Alıştırma metni –

Artan koronavirüs vakalarını ve bu pazar yapılacak İstanbul Tabip Odası seçimlerini oda başkanı Prof. Pınar Saip ile konuştuk
Gülcan Dereli
Koronavirüs salgınının önü alınamazken, virüsten kaynaklı yaşamını yitirenlerin sayısı da her geçen gün artıyor. Diyarbakır, Antep, Mardin, Urfa, Van, Ankara, Batman başta olmak üzere birçok ilde vaka sayılarında hızlı bir artış söz konusu. Hastanelerde ise yer yok denilerek testi pozitif çıkan hastalar evlerine gönderiliyor. Sağlık çalışanları ise ağır iş yükü altında çalışmak zorunda bırakılıyor. Salgının yayılmasında birinci sorumlu ise gevşeme politikalarını devreye koyan hükümet olduğu yorumları yapılıyor. Türk Tabipleri Birliği başta olmak üzere birçok meslek örgütü uyarılarını sürdürüyor. Birinci dalga daha sona ermeden 1 Haziran’da devreye konulan “normalleşme” adımına tepki gösteren bilim insanları hükümeti görevini yerine getirmeye çağırıyor. Tüm bunları ve hafta sonu yapılacak İstanbul Tabip Odası seçimini odanın başkanı Prof. Dr. Pınar Saip ile konuştuk.
- Hükümet, barolar ile ilgili yaptığı yasa değişikliğini TTB gibi kurumlarla ilgili de yapmak istedi ancak salgından dolayı geri adım atmak zorunda kaldı. Peki, bu risk devam ediyor mu? Neden böyle bir değişiklik isteniyor?

Kayıtlı veriler –
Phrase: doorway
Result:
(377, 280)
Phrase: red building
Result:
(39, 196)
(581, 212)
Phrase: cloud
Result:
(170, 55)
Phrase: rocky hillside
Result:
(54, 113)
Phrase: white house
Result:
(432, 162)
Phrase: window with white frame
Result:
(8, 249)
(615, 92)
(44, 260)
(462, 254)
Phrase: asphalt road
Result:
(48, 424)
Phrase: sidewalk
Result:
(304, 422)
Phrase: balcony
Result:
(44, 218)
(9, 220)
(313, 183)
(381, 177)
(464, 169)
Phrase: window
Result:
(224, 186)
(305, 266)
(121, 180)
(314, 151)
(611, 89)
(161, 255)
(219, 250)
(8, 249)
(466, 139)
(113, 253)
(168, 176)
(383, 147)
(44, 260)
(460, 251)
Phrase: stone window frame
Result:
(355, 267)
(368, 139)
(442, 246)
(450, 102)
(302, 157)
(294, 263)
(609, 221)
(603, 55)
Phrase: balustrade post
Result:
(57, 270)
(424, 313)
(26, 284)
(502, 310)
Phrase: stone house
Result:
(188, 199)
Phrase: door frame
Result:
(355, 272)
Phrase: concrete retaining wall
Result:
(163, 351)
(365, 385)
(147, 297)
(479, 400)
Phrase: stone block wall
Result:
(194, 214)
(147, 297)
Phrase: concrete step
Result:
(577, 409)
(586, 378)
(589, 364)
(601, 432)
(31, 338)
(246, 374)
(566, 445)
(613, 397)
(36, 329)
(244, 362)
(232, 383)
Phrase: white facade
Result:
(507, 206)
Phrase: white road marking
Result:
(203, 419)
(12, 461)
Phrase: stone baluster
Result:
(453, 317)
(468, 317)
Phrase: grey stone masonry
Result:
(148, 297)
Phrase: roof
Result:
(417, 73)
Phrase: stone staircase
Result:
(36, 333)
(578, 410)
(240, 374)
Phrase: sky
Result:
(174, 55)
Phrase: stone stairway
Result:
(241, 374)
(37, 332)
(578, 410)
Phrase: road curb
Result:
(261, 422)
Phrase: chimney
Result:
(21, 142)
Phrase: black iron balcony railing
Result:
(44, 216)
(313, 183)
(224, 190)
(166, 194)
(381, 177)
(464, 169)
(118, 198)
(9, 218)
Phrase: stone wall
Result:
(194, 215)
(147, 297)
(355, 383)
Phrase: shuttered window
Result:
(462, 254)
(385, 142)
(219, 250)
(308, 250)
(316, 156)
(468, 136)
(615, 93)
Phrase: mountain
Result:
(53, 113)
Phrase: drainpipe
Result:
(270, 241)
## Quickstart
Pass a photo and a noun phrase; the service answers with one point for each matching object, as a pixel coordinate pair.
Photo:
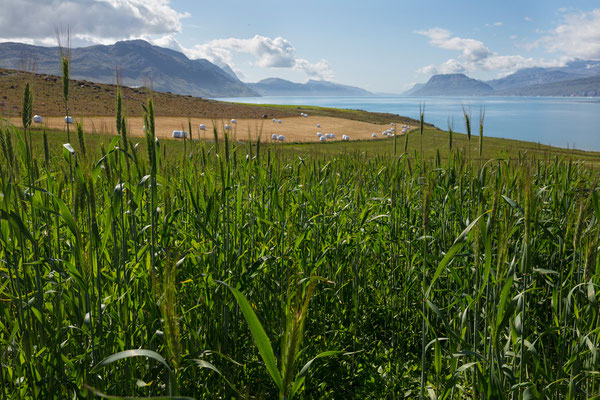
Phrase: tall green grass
(149, 275)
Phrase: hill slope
(97, 99)
(139, 64)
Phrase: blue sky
(383, 46)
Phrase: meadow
(218, 269)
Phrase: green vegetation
(244, 270)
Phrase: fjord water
(557, 121)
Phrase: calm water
(557, 121)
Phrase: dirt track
(295, 129)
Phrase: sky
(381, 46)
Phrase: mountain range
(282, 87)
(576, 78)
(140, 63)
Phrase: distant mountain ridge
(282, 87)
(576, 78)
(139, 63)
(142, 64)
(453, 85)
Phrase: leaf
(591, 293)
(513, 204)
(503, 300)
(128, 354)
(464, 233)
(456, 247)
(260, 337)
(108, 396)
(206, 364)
(304, 371)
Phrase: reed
(256, 272)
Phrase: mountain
(453, 85)
(282, 87)
(139, 64)
(413, 89)
(575, 78)
(529, 76)
(580, 87)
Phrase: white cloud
(578, 36)
(267, 52)
(89, 21)
(107, 21)
(475, 56)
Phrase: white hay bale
(179, 134)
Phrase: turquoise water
(556, 121)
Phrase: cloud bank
(474, 56)
(107, 21)
(578, 36)
(91, 21)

Görev tanımı –
Alıştırma metnindeki “Koronavirüs salgınının önü alınamazken” sözleriyle başlayan paragrafı, temel bilgilerini koruyarak kısa bir madde listesine dönüştürünüz.

Yanıt alanı –
- Koronavirüs salgını durdurulamıyor ve virüs nedeniyle hayatını kaybedenlerin sayısı her gün artıyor.
- Diyarbakır, Antep, Mardin, Urfa, Van, Ankara ve Batman başta olmak üzere birçok ilde vaka sayıları hızla yükseliyor.
- Hastanelerde yer olmadığı gerekçesiyle testi pozitif çıkan hastalar evlerine gönderiliyor.
- Sağlık çalışanları ağır iş yükü altında çalışmak zorunda bırakılıyor.
- Salgının yayılmasında birinci sorumlunun gevşeme politikalarını devreye koyan hükümet olduğu yorumları yapılıyor.
- Türk Tabipleri Birliği başta olmak üzere birçok meslek örgütü uyarılarını sürdürüyor.
- Birinci dalga bitmeden 1 Haziran’da atılan “normalleşme” adımına tepki gösteren bilim insanları, hükümeti görevini yerine getirmeye çağırıyor.
- Bu konular ve hafta sonu yapılacak İstanbul Tabip Odası seçimi, oda başkanı Prof. Dr. Pınar Saip ile konuşuldu.